Please select and copy every line in the listing below that contains the word "bare".

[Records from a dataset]
--------------------------------------------------

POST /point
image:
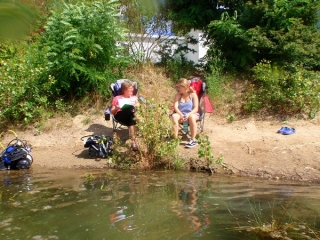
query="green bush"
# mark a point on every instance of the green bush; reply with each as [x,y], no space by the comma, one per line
[21,97]
[80,48]
[281,90]
[155,128]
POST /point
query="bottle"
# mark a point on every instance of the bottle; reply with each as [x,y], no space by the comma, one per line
[107,114]
[185,127]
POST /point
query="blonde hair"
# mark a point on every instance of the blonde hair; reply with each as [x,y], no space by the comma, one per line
[125,85]
[185,83]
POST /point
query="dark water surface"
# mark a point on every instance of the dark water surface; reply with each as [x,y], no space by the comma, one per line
[63,204]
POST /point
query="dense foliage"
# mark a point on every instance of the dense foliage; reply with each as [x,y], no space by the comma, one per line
[77,54]
[280,31]
[79,47]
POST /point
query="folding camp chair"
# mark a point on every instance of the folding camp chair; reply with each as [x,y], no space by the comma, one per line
[116,90]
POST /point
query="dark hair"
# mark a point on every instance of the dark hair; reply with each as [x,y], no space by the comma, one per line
[125,85]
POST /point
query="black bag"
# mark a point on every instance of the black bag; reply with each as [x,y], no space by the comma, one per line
[99,146]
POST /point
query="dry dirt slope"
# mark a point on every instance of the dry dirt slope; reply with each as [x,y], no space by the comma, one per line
[249,147]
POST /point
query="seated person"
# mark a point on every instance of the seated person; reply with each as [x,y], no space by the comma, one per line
[125,115]
[186,109]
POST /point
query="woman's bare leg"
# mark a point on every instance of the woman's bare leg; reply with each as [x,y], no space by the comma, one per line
[175,119]
[193,125]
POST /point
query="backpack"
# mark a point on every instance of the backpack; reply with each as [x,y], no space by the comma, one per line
[99,146]
[196,84]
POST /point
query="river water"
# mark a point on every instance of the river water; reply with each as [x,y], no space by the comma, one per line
[110,204]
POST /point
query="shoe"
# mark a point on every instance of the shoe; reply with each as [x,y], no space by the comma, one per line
[289,131]
[191,144]
[134,147]
[282,129]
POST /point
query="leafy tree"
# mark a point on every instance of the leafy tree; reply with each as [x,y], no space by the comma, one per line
[281,31]
[80,47]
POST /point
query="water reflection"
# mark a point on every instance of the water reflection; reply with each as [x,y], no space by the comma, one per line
[62,204]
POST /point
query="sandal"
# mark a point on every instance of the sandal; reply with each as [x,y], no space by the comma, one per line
[134,147]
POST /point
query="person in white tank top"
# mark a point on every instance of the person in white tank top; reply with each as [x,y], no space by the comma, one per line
[186,110]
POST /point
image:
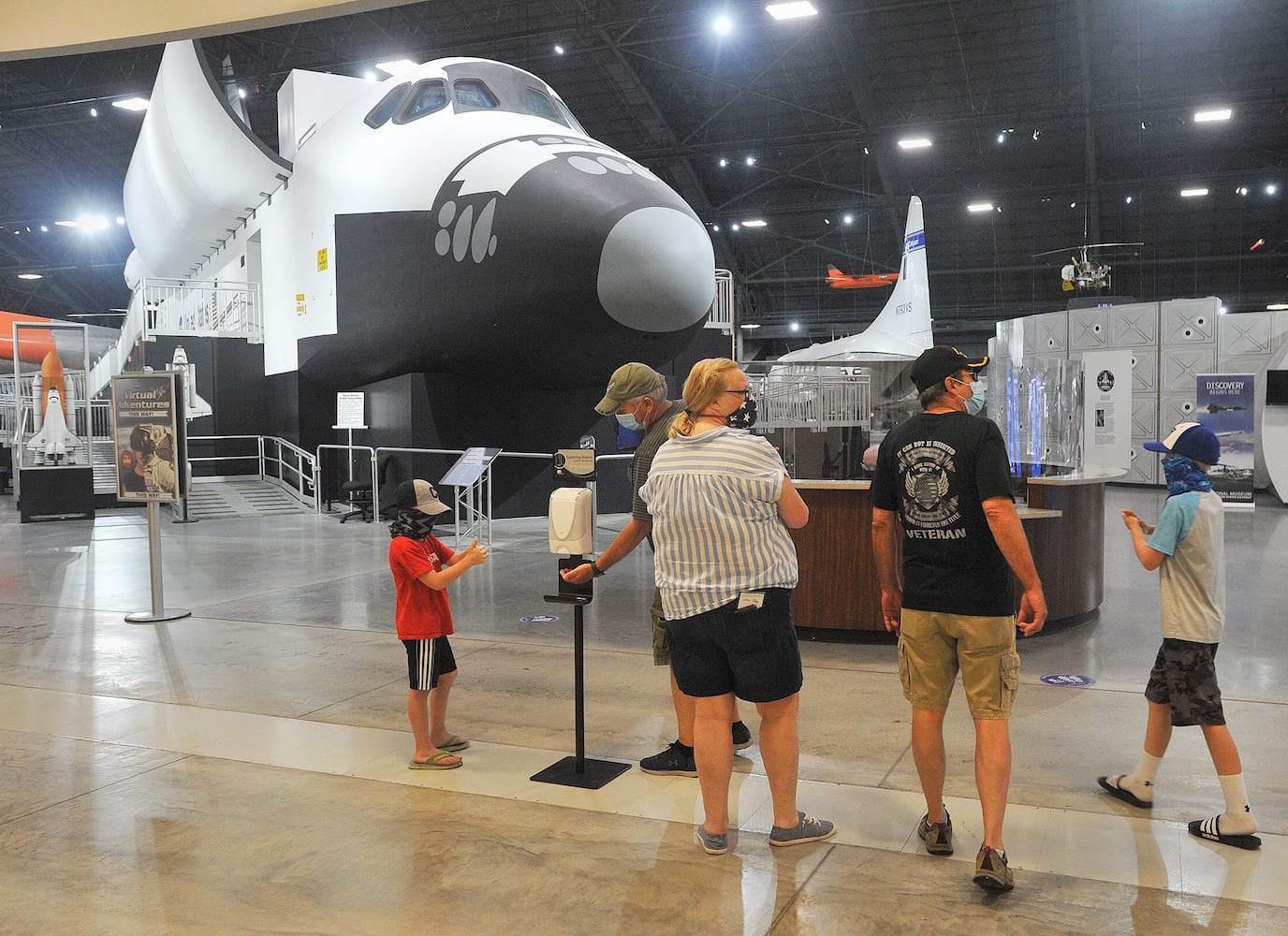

--------------------------------------------------

• [TASK RESPONSE]:
query="woman's bare leg"
# mark a point on every instance of the woman's bare leg; reply with each as [x,y], no space by the comma, one per line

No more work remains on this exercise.